# [Activity]
Once you have read the data below, please repeat all of it exactly.

# [Data under study]
========
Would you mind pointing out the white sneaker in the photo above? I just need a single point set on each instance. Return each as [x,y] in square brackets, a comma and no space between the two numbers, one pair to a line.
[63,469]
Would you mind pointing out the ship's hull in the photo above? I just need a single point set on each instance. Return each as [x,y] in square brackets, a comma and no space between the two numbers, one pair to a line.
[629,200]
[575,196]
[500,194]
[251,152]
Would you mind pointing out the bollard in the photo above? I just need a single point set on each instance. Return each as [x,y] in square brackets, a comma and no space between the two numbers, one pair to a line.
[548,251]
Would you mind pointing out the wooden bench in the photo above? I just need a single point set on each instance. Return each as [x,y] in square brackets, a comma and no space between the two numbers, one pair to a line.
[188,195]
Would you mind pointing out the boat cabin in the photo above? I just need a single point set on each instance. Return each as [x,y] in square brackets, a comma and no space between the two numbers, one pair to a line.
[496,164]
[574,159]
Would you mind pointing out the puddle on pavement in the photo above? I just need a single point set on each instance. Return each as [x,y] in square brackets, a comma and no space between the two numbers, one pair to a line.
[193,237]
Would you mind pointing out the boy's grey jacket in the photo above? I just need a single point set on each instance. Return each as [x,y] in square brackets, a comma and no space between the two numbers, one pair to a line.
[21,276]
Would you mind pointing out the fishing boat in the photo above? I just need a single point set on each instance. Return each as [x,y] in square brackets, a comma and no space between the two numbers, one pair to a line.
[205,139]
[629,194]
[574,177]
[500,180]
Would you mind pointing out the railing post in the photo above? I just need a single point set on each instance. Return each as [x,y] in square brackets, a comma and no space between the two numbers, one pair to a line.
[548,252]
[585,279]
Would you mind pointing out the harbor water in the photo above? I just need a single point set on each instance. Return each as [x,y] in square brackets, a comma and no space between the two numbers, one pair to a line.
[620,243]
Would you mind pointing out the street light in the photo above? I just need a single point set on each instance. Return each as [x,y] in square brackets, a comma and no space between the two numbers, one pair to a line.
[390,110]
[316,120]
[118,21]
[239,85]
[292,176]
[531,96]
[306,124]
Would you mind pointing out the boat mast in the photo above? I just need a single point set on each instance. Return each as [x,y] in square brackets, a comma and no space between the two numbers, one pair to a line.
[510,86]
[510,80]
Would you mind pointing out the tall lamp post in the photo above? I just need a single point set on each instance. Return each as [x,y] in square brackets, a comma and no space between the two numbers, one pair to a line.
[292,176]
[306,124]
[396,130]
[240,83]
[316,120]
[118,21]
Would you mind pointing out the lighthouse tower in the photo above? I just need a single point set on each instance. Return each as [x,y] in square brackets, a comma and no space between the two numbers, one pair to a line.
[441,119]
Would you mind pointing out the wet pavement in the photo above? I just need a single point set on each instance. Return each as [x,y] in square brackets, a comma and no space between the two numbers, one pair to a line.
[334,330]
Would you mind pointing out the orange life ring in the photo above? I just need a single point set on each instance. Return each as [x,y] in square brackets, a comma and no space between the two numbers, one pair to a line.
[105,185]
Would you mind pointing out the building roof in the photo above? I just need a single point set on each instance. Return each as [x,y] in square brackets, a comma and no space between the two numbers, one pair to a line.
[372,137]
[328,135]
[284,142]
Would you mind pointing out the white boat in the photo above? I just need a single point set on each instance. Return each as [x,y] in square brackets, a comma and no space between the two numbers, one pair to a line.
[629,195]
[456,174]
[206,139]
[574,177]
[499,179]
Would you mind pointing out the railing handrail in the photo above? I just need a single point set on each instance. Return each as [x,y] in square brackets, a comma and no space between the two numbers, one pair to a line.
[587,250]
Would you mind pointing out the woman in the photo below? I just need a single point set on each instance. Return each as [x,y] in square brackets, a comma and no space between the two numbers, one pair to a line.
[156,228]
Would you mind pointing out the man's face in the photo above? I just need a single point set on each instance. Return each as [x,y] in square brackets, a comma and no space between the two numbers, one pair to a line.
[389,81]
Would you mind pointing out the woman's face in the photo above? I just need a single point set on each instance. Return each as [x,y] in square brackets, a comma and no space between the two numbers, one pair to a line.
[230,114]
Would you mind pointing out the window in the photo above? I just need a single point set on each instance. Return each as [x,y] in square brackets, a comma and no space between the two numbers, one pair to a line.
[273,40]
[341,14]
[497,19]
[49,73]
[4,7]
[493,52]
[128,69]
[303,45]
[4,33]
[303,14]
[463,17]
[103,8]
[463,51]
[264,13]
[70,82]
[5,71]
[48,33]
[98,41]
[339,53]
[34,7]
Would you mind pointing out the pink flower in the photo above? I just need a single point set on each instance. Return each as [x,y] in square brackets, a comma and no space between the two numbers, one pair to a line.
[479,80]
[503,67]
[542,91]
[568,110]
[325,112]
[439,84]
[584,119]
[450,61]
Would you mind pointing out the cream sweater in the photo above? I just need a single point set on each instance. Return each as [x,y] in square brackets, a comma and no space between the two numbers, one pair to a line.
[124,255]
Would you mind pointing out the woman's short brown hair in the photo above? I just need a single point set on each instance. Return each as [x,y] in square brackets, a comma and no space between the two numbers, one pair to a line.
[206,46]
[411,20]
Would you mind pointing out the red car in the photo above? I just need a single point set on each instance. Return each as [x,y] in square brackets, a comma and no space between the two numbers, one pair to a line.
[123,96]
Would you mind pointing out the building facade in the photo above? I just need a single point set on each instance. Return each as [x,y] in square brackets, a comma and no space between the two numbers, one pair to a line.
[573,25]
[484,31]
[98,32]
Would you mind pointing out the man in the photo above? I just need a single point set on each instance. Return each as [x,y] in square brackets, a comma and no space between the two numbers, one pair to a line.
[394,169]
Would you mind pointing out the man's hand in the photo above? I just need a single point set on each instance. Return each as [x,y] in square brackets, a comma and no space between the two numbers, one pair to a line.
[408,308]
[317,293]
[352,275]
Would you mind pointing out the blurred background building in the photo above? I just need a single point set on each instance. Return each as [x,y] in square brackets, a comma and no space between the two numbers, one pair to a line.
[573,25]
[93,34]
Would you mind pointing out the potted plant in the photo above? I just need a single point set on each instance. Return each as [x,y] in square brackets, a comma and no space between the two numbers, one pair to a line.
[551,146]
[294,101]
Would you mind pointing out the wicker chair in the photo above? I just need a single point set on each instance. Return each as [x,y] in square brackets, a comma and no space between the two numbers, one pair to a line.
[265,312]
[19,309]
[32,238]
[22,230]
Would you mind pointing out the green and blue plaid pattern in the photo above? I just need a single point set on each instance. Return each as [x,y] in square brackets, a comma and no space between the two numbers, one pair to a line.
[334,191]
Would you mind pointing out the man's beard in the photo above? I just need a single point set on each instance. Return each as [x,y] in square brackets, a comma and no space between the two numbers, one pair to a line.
========
# [Task solution]
Would you mind pointing out the white sneaker in the photo above? I just need a single point set on each instance. Return each as [x,y] in square brackets, a comma and no space between the two numbers, one pair to a line.
[63,469]
Would you mind pointing out the ship's hull in the photo above? I just need a single point set on each instance. Return each as [x,y] in square brackets, a comma and no space between the two numbers, one pair to a line.
[629,200]
[575,196]
[500,194]
[251,152]
Would you mind pointing out the bollard in the photo above? I just need a single point set on each instance. Return each as [x,y] in square brackets, a comma and no space between the two numbers, one pair to a line.
[548,251]
Would you mind pointing out the wooden bench in the photo above? I just need a single point set on each instance. Return each as [x,y] in square brackets, a comma and no space between the two numbers, one pair to a line.
[188,195]
Would you mind pointing out the boat cabin in the photo above? I just need a single point set on each instance. Return each as [x,y] in square brackets, a comma and no space between the two numbers, one pair to a line.
[496,164]
[574,159]
Would you mind pointing out the puddle on pavement in the photo above? I just need a single point set on each instance. Return each as [x,y] in square brackets, a comma and no space between the two numbers, one pair to a line.
[193,237]
Would you mind pointing out the boy's grey jacket in the photo above? I just need a single point set on each instance. Return each as [x,y] in square brackets, a comma and no space between the two numbers, one pair to a line.
[21,276]
Would you mind pointing out the fishing boat in the photo above? I just need a single point set on each instance. Return each as [x,y] in square brackets, a comma and no space between the two numbers, one pair to a line.
[205,139]
[629,194]
[574,177]
[500,180]
Would you mind pointing out the railing post in the photo above? I just need a single point set on each instance. Return each as [x,y] in square brackets, a comma and no space between the two numbers, one pair to a line.
[548,252]
[585,279]
Would you mind pointing out the harbor water in the photo above? I just need a single point set on each instance. Return each as [x,y] in square brackets, a comma and no space between the two numbers, one pair to a line.
[620,243]
Would you mind pointing out the street light in the photo above? I just need a single point set on each instance. Return each as [x,y] in square brackets, a comma and no space between the two numbers, one pair to a line.
[390,110]
[316,120]
[118,21]
[239,85]
[292,176]
[531,96]
[306,124]
Would you mind pointing out the boat mast in the photo above? I just need a single point set on each instance. Return each as [x,y] in square brackets, a comma and no space between the two numbers, one pair to a line.
[510,86]
[510,80]
Would you mind pointing out the tall lamp post in the photo above? I just need a single point set on each instance. Return each as [x,y] in square brackets, a comma and no space between the two numbers, one pair to a line.
[292,176]
[306,124]
[396,130]
[240,83]
[316,120]
[118,21]
Would you mind pointing out the lighthouse tower in the photo above? I just need a single point set on each instance. Return each as [x,y] in square brackets, a comma and no space between the two numbers, one pair to a line.
[441,119]
Would you mind pointing out the wet pavement in the photo above? I just need a single point set on each instance. Return each as [x,y] in square brackets, a comma and no space between the two numbers, one pair to a line.
[334,330]
Would you mind pointing out the orange life ring in the photo above? I just need a single point set on each instance. Return each as [x,y] in square brackets, a comma and no space between the two numbers, one pair to a line.
[105,185]
Would you mind pointing out the building roof in the photo above? I just need a single point set on each instance. Return each as [x,y] in square brackets, a comma and no space between the two numbers, one pair to a line.
[372,137]
[328,135]
[284,142]
Would you mind pointing out the white boat in the photo above? I just need a single point set on each instance. Return each as [x,y] in square brackets, a comma and no space between the two numbers, one pair to a line.
[629,195]
[456,174]
[206,139]
[574,177]
[499,179]
Would you mind pointing out the railing handrail in the photo above? I just need a single point set on each instance. Return each as [x,y] in square brackets, a comma and no space between the two numbers, one pair to a line.
[587,250]
Would you mind pointing out the woman in the photo below? I just need a single point set on each instance. Return each as [x,y] in square brackets, a comma and no space between the two numbers, one pair to a line.
[156,228]
Would you mind pointing out the man's face in the photo above? I just need a single point set on each instance. Return each as [x,y] in square brackets, a comma and no space between the two numbers, one pair to a line.
[389,81]
Would you mind pointing out the woman's face in the photo above? I just need a single point set on each instance. Return each as [x,y] in square brackets, a comma and no space between the two numbers, one pair to a line.
[230,114]
Would you mind pointing out the window in the photo above? I just need a single point set on each instance. Return each as [x,y] in square brackets, a comma and no space between the two numbers, one pair to a line.
[273,40]
[341,14]
[497,19]
[49,73]
[4,7]
[493,52]
[128,69]
[303,45]
[4,33]
[303,14]
[463,17]
[103,8]
[463,51]
[264,13]
[70,82]
[5,71]
[48,33]
[98,41]
[339,53]
[34,7]
Would you mind pointing out the pink flower in the photo above? I just need a single point set on each instance. Return each as [x,y] in square brackets, a comma and no space between the two numbers, one pair to a line.
[479,80]
[503,67]
[542,91]
[568,110]
[325,112]
[439,84]
[584,119]
[450,61]
Would you mind pointing out the cream sweater in the photo above? I just need a single point set on each instance. Return each as [x,y] in square brackets, a comma and no space between the two numbers, one pair to a line.
[124,255]
Would you mind pointing out the woman's short brown hair in the photo above? I just need a single point set on each instance. Return each as [x,y] in square brackets, a comma and no space between the two numbers, one pair to a line.
[206,46]
[411,20]
Would you mind pointing out the red car in the photo above? I just need a single point set on each instance. Return each as [x,y] in square brackets, a comma and no space between the two numbers, one pair to a line.
[123,96]
Would you mind pointing out the building facade in the photo above? I just need a single point set on each instance. Return each as [x,y] in square brackets, a comma and no space between the two numbers, one pair to a line.
[573,25]
[484,31]
[98,32]
Would you mind pointing out the man in the photo above? I just need a single point set on each instance. Return each as [x,y] in square brackets, a comma and no space between the two numbers, one pair to a line.
[394,169]
Would you mind pointing out the man's hand in the photo above? I just need a single point set on each instance. Return each as [x,y] in square brackets, a comma and no space between the two numbers, one pair to a line.
[408,308]
[317,293]
[352,275]
Would you mind pointing out the blurred background building in the photo above? I just need a single point set on each instance. Return each as [x,y] in square brackets, a comma and no space between the two numbers, one pair to a line.
[573,25]
[93,34]
Would you mind pointing out the potted plant in the photo above? I just need a single point set on each instance. Return each as [x,y] in square brackets, a comma and no space between the two numbers, one pair to a line.
[551,146]
[294,101]
Would you mind pointing out the wicker chair in the photo above? I just need a single point set on each instance. Return each as [x,y] in square brackets, a comma and no space between the two numbers, one pair to a line.
[265,312]
[19,309]
[32,238]
[22,230]
Would you mind pointing out the green and blue plaid pattern in the photo above? I just need a single point set on each instance. Return each as [x,y] in square brackets, a comma and no space between the two numbers, one pair to a line.
[334,191]
Would you mind pointing out the man's beard in the photo above? I just need a single point set on each instance. Return each as [x,y] in square brackets, a comma and no space between the two numbers, one pair to a line.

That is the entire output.